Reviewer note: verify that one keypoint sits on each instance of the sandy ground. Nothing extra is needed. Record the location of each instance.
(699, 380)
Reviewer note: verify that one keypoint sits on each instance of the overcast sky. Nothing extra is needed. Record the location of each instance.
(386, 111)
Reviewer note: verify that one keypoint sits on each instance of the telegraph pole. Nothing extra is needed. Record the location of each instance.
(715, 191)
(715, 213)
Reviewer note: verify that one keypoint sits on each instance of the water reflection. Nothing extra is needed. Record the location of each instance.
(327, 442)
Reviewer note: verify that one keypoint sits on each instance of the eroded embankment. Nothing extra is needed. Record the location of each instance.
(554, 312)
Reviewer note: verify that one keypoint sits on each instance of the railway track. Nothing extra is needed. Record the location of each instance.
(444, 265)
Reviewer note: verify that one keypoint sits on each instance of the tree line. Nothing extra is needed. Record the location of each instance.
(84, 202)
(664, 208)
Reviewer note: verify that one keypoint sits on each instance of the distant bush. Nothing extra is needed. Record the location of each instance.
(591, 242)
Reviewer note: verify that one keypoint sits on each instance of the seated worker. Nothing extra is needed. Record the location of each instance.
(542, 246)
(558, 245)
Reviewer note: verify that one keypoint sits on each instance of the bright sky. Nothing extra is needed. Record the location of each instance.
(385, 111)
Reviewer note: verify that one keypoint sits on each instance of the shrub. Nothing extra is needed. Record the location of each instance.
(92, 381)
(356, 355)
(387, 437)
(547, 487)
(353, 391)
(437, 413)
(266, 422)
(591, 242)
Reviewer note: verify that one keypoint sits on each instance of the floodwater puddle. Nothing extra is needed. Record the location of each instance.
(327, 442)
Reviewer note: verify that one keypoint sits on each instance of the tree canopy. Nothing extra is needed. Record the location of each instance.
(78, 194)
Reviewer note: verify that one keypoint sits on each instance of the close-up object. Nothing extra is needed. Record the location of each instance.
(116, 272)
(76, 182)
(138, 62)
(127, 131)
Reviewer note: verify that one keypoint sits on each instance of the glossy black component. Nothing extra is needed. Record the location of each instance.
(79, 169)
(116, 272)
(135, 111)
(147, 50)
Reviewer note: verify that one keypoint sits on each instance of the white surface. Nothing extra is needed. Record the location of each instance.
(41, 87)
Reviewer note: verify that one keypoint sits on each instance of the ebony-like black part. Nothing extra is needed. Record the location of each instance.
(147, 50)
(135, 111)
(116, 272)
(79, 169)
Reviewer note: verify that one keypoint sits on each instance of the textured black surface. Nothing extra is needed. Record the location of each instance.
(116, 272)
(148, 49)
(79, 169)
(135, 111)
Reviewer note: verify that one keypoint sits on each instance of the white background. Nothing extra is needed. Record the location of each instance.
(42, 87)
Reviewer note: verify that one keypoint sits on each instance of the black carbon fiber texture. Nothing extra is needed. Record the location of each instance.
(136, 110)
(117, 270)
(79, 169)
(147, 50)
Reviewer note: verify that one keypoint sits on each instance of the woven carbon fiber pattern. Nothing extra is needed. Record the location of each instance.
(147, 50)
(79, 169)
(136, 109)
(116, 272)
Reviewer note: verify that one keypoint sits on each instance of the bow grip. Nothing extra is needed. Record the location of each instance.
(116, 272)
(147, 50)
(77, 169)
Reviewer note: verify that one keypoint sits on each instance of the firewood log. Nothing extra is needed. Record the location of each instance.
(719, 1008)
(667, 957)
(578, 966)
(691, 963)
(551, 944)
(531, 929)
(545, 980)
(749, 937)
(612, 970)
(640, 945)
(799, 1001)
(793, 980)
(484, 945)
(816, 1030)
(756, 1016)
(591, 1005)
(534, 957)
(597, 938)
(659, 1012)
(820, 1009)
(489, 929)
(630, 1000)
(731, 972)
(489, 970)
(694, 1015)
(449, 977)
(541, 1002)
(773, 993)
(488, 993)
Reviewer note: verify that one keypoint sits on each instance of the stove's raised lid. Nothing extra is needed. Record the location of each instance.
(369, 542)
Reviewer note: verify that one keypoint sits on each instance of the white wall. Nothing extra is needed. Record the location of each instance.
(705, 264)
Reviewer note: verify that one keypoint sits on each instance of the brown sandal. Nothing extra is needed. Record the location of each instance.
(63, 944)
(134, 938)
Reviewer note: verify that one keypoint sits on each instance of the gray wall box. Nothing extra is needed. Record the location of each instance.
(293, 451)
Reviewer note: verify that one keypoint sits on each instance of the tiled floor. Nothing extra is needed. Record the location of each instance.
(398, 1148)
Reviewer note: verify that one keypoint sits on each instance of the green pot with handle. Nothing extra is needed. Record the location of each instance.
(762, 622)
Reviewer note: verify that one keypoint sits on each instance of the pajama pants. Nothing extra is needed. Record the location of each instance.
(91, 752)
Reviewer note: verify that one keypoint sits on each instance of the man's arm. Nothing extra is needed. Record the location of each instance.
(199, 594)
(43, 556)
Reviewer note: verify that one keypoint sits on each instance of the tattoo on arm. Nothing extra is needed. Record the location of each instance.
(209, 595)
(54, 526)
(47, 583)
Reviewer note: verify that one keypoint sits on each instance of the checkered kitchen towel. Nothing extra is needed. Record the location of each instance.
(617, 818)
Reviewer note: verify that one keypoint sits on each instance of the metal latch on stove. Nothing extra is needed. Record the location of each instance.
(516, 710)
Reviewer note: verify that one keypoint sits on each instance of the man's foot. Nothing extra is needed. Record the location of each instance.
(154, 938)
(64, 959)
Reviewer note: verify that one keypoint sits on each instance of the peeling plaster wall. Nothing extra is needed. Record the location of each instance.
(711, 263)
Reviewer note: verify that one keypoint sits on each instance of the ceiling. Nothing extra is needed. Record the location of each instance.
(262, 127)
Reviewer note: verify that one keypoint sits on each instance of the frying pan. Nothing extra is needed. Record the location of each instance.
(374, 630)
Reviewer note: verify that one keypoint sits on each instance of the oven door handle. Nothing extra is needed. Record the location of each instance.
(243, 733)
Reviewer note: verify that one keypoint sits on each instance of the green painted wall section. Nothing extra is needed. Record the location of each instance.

• • •

## [WHAT THE EXERCISE ASKS]
Provide an exact transcription of every entry above.

## [TASK OUTPUT]
Reviewer note: verify that one keypoint sits on each instance of the sandy ground. Nothing extra is needed. Record the location of each instance.
(699, 380)
Reviewer note: verify that one keypoint sits on each instance of the overcast sky. Nothing extra is needed. Record the location of each instance.
(386, 111)
Reviewer note: verify that one keypoint sits on each instance of the telegraph pole. Nothing extra is needed. Record the location of each instance.
(715, 191)
(715, 213)
Reviewer note: verify that one keypoint sits on each instance of the water reflection. Nothing extra is needed. Record the location of each instance.
(327, 442)
Reviewer note: verify that one keypoint sits on each instance of the eroded embankment. Nothing extra is needed. Record the location of each instance.
(554, 312)
Reviewer note: verify that one keypoint sits on each instance of the railway track. Nothing extra is needed. Record the location of each instance.
(444, 265)
Reviewer note: verify that one keypoint sits on each instance of the tree line. Nothing extra is needed. Record the location of each instance.
(84, 202)
(664, 208)
Reviewer note: verify that one keypoint sits on each instance of the distant bush. Nothing extra is needed. Record the location of each instance.
(591, 242)
Reviewer note: verify that one keypoint sits on each instance of the seated worker. Nothing extra is needed. Record the location of each instance.
(542, 246)
(558, 245)
Reviewer note: verify that one keypoint sits on each instance of the bright sky. Nothing extra is needed. Record the location of each instance.
(385, 111)
Reviewer note: verify that one keypoint sits on each instance of the shrub. Nothing extra is needed. Record the location of each instance.
(92, 381)
(356, 355)
(387, 437)
(547, 487)
(353, 391)
(437, 413)
(266, 422)
(591, 242)
Reviewer note: verify that one keypoint sits on each instance of the floodwater puddle. Nothing extra is needed. Record the location of each instance.
(327, 442)
Reviewer note: verify that one keypoint sits on each instance of the tree canopy. Nothing extra is needed. Record the location of each instance.
(78, 194)
Reviewer note: verify that one keypoint sits on each instance of the close-up object. Nothing extra is needed. Record the location of each instance.
(116, 272)
(76, 182)
(138, 62)
(127, 131)
Reviewer note: verify that one keypoint sits on each instance of the glossy black component. Nothing extra is needed. Record the location of each instance.
(79, 169)
(116, 272)
(135, 111)
(147, 50)
Reviewer note: verify that one keypoint sits on each instance of the white surface. Nothing extra is needed. Record the location of each instance.
(41, 87)
Reviewer note: verify that one keypoint sits on each instance of the ebony-like black part. Nothing extra is needed. Record the location of each instance.
(147, 50)
(135, 111)
(116, 272)
(79, 169)
Reviewer note: verify that one keypoint sits on each instance of the textured black surface. Nothing extra is needed. Record the location of each instance.
(116, 272)
(148, 49)
(79, 169)
(135, 111)
Reviewer note: verify that one keypoint sits on each instance of the white background. Nothing extra is needed. Record the location of each instance.
(42, 87)
Reviewer note: verify that one keypoint sits on each instance of the black carbon fiber texture. Nothing extra is needed. Record the location of each instance.
(136, 110)
(117, 270)
(79, 169)
(147, 50)
Reviewer note: verify that one keypoint sits on each instance of the woven carbon fiber pattern. Nothing extra is needed. Record the location of each instance.
(147, 50)
(79, 169)
(136, 109)
(116, 272)
Reviewer note: verify that one keypoint sits on each instance of the bow grip. Nothing extra is needed. Record the location of each instance.
(116, 272)
(147, 50)
(77, 169)
Reviewer note: verify that one keypoint sits on each instance of the firewood log. Nothing extra is needed. Record the location of each instance.
(719, 1008)
(667, 957)
(578, 966)
(691, 963)
(551, 944)
(531, 929)
(545, 980)
(749, 937)
(612, 970)
(640, 945)
(799, 1001)
(793, 980)
(484, 945)
(816, 1030)
(756, 1016)
(591, 1005)
(534, 957)
(597, 938)
(659, 1012)
(820, 1009)
(489, 929)
(630, 1000)
(731, 972)
(489, 970)
(694, 1015)
(449, 977)
(541, 1002)
(773, 993)
(488, 993)
Reviewer note: verify that one keypoint sits on each instance of the stove's raised lid. Nothing extra is needed. Record the location of each instance.
(369, 542)
Reviewer note: verify that one keypoint sits on each instance of the white wall. Nothing extra is needed. Record the location of each instance.
(705, 264)
Reviewer note: verify that one keypoint sits on each instance of the brown sandal. Nothing extra is needed. Record the location of each instance.
(63, 944)
(134, 938)
Reviewer note: verify that one keypoint sits on each instance of the gray wall box. Nothing extra is needed. Record the location of each instance.
(293, 451)
Reviewer note: verify that one keypoint sits on each instance of the tiled floor. Nothing extra is needed. Record the location of each instance.
(398, 1148)
Reviewer note: verify that one keypoint sits on each instance of the green pot with handle. Nothing extra is needed. Record the location of each instance.
(762, 622)
Reviewer note: verify that one keypoint sits on each instance of the pajama pants. Nothing extra is needed. Record the location of each instance.
(91, 752)
Reviewer note: verify that one keypoint sits on each instance of the man's arm. Nothing extra is needed. Record the location of each instance.
(199, 594)
(43, 556)
Reviewer note: verify that one keypoint sits on each instance of the tattoo on arm. Nothing extra is needed. Record the location of each instance.
(209, 595)
(54, 526)
(47, 583)
Reviewer note: verify that one keypoint sits on each instance of the checkered kitchen towel. Nothing extra is needed. Record the location of each instance.
(617, 818)
Reviewer note: verify that one keypoint sits on each instance of the metal latch on stove. Nothing extra is needed. Record the location of each instance.
(516, 710)
Reviewer note: verify that one keypoint sits on each instance of the man's foot. Nothing extra is needed. Record the location of each instance.
(154, 938)
(64, 959)
Reviewer note: verify that one keypoint sits on each instance of the peeling plaster wall. Nothing extra is needed. Record the location of each instance.
(711, 263)
Reviewer note: verify that one keypoint sits on each instance of the ceiling. Nothing extra is needed. Record the location of each instance.
(262, 127)
Reviewer note: verify that one keypoint sits on each instance of the frying pan. Nothing extra is needed. Record the location of each instance.
(374, 630)
Reviewer note: verify that one keypoint sits on each instance of the oven door handle. Nothing extra is needed. Record the location of each instance.
(243, 733)
Reviewer note: verify that one keypoint sits on each instance of the green painted wall section. Nothing extra is needed. Record the location of each instance.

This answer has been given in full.